=== Begin Enclosure ===
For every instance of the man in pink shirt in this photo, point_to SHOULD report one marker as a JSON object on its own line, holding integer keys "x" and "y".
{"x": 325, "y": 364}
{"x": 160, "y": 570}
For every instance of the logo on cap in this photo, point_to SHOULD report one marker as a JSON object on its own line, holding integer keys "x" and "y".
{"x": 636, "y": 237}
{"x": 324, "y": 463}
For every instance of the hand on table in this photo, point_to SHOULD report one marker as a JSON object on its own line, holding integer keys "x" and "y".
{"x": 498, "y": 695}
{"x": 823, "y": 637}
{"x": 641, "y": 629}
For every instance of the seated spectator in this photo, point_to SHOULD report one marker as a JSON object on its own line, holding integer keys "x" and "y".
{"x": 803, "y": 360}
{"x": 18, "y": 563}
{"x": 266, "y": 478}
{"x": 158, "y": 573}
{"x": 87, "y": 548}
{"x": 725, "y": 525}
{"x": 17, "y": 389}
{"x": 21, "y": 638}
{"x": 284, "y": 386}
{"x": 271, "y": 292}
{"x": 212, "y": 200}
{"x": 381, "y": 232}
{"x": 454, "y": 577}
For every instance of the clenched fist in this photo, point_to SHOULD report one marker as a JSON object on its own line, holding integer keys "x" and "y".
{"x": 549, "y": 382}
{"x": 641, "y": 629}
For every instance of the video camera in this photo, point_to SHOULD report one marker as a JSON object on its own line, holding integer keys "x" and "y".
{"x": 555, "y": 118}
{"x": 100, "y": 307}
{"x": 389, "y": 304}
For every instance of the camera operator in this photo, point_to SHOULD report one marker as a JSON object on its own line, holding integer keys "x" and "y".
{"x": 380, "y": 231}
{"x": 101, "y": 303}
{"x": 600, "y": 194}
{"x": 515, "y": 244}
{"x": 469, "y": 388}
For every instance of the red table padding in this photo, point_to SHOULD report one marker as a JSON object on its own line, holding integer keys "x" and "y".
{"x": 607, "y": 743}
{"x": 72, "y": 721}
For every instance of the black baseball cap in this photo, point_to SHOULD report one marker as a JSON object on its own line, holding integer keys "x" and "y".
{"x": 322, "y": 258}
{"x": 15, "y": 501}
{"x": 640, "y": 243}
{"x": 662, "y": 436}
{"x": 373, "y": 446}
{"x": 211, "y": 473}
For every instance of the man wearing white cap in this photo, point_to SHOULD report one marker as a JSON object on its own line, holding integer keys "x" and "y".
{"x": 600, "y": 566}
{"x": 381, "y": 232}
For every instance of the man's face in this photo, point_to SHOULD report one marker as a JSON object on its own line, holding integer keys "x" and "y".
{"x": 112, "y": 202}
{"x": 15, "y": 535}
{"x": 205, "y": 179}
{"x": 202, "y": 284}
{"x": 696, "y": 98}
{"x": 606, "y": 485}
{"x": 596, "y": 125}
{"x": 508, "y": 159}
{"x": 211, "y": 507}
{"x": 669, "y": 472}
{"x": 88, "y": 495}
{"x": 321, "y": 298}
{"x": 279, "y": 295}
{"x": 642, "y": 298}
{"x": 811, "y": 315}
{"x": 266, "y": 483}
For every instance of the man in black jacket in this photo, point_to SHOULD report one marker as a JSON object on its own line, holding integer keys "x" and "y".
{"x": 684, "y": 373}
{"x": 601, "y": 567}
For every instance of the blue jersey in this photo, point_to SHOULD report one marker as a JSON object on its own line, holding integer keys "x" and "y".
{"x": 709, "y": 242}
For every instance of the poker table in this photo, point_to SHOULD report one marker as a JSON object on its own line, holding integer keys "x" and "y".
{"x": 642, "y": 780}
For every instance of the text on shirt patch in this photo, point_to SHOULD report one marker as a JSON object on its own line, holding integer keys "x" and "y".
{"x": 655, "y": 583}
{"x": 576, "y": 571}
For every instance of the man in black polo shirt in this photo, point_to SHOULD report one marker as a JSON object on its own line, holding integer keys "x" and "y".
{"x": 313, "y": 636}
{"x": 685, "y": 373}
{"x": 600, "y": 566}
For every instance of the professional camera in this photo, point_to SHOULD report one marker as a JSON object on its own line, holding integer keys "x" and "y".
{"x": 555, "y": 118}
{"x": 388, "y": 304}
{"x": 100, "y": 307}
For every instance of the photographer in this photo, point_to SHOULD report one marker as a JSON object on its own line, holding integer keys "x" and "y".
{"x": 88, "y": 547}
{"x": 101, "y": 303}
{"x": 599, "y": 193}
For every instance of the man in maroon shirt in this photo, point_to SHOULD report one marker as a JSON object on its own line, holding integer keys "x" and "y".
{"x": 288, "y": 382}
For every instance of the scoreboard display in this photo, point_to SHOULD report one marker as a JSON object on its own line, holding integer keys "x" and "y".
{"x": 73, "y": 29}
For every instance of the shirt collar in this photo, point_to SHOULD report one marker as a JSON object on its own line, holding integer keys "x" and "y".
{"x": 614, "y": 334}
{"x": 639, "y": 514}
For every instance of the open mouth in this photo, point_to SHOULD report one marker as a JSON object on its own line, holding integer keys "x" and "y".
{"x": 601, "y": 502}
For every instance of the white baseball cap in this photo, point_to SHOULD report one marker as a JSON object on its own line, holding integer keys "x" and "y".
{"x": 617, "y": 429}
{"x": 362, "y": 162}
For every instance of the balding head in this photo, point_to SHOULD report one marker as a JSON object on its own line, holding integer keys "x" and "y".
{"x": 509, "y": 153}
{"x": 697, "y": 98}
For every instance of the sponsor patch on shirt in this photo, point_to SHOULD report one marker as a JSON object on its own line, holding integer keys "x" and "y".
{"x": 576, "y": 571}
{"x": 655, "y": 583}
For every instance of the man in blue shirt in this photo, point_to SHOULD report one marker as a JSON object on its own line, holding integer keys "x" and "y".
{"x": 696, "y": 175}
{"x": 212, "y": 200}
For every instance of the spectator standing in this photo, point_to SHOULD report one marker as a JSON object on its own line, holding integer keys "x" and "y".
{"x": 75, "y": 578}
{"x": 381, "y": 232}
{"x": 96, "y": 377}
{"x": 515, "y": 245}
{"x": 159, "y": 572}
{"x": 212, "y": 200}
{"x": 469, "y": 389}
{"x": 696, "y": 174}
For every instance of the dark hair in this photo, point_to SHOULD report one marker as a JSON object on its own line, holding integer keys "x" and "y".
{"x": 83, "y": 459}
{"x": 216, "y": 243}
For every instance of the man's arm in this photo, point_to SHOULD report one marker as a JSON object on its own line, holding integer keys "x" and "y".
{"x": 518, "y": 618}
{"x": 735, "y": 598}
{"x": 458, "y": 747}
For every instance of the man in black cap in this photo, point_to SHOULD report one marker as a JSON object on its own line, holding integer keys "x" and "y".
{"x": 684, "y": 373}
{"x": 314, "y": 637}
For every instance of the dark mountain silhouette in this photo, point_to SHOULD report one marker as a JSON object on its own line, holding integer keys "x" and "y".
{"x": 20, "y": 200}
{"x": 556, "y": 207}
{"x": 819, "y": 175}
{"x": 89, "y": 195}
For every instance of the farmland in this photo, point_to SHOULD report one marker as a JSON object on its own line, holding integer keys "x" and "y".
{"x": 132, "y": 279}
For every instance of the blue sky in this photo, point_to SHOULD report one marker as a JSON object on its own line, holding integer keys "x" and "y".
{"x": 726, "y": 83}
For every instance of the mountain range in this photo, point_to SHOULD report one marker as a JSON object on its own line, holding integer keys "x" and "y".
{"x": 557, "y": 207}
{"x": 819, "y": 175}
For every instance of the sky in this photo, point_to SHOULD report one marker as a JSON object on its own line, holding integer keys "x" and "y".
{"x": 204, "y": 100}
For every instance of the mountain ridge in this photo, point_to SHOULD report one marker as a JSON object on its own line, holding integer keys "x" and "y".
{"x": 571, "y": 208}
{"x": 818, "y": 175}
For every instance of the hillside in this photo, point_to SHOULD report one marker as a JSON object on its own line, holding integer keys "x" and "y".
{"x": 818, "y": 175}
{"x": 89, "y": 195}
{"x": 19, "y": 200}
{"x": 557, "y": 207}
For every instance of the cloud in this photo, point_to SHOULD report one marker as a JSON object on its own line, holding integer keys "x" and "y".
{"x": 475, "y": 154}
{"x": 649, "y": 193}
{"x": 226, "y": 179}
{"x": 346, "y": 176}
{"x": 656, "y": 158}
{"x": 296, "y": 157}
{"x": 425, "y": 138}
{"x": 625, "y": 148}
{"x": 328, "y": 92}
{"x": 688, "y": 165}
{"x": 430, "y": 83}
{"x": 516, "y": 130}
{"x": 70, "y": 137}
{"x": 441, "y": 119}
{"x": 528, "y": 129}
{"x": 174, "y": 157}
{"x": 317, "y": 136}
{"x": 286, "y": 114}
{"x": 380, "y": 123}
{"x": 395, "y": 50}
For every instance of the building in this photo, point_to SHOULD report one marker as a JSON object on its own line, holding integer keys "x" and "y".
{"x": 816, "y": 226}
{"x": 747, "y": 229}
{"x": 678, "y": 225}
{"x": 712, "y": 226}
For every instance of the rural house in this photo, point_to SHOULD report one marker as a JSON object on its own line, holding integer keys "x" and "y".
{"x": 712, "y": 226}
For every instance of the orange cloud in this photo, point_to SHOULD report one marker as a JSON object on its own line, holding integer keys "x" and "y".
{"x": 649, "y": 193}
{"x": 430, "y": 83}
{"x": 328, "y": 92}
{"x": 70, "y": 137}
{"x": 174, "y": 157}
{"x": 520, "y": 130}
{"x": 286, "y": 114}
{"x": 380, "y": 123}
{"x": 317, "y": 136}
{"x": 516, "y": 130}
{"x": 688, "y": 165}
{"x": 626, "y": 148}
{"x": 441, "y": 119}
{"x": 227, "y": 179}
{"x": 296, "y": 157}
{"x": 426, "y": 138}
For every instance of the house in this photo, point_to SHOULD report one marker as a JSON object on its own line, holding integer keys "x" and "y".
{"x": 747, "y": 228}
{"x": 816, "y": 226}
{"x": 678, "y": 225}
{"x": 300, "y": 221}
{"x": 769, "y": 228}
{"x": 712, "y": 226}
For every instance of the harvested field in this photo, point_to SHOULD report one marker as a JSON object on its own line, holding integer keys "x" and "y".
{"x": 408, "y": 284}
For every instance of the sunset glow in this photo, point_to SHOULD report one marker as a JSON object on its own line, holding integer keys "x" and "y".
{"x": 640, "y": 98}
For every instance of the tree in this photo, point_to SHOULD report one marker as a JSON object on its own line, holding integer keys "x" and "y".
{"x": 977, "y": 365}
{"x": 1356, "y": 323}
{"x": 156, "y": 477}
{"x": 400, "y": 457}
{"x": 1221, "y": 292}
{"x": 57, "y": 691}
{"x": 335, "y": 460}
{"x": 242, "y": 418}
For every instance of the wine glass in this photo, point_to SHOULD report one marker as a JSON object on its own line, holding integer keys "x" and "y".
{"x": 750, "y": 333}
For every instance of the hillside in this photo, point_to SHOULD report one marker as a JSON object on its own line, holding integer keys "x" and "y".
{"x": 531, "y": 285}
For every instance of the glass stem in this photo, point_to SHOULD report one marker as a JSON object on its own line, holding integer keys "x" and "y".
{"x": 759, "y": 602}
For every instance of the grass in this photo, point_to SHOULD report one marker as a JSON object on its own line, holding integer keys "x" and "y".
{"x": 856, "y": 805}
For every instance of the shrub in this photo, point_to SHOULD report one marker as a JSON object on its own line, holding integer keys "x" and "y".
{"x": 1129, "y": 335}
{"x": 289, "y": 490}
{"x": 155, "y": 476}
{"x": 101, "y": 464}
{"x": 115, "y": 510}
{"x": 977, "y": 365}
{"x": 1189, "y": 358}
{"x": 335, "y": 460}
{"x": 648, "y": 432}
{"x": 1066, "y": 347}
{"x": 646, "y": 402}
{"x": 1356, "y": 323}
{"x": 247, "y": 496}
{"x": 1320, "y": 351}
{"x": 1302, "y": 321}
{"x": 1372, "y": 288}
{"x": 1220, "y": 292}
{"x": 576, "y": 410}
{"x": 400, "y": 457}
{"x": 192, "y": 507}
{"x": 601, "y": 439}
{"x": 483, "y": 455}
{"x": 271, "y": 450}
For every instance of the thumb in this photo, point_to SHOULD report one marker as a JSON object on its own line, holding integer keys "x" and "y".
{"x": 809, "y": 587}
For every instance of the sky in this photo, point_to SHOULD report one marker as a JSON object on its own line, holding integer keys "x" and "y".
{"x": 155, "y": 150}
=== End Enclosure ===
◆ **Exercise**
An exact, line-for-line copy is required: from the line containing "For every instance of the glass" through the final line of the listing above, both included, with nothing else.

◆ **Solution below**
For every instance of the glass stem in this photo, point_to SHOULD report one marker as a JSON object on its own line, holding integer keys "x" and "y".
{"x": 759, "y": 602}
For every instance of the grass in this photo, point_to SHOULD report one marker as a JSON object on its own line, holding integer keys "x" and "y".
{"x": 856, "y": 805}
For every instance of the shrub in this photo, point_to SHOULD report one marker as a JSON object on its own line, holding integer keys "x" and "y".
{"x": 1129, "y": 335}
{"x": 289, "y": 490}
{"x": 155, "y": 476}
{"x": 101, "y": 464}
{"x": 115, "y": 510}
{"x": 977, "y": 365}
{"x": 1189, "y": 358}
{"x": 335, "y": 460}
{"x": 648, "y": 432}
{"x": 1066, "y": 347}
{"x": 646, "y": 402}
{"x": 1356, "y": 323}
{"x": 247, "y": 496}
{"x": 1320, "y": 351}
{"x": 1302, "y": 321}
{"x": 1372, "y": 288}
{"x": 1220, "y": 292}
{"x": 576, "y": 410}
{"x": 400, "y": 457}
{"x": 192, "y": 507}
{"x": 601, "y": 439}
{"x": 483, "y": 455}
{"x": 271, "y": 450}
For every instance of the thumb in this photo, point_to SHOULD report one marker as a JSON object on its own line, holding integer keys "x" and "y".
{"x": 809, "y": 587}
For every instance of the sky in this photo, point_to SHOULD report one marker as a JSON object on its own line, holding integer keys "x" and "y".
{"x": 155, "y": 150}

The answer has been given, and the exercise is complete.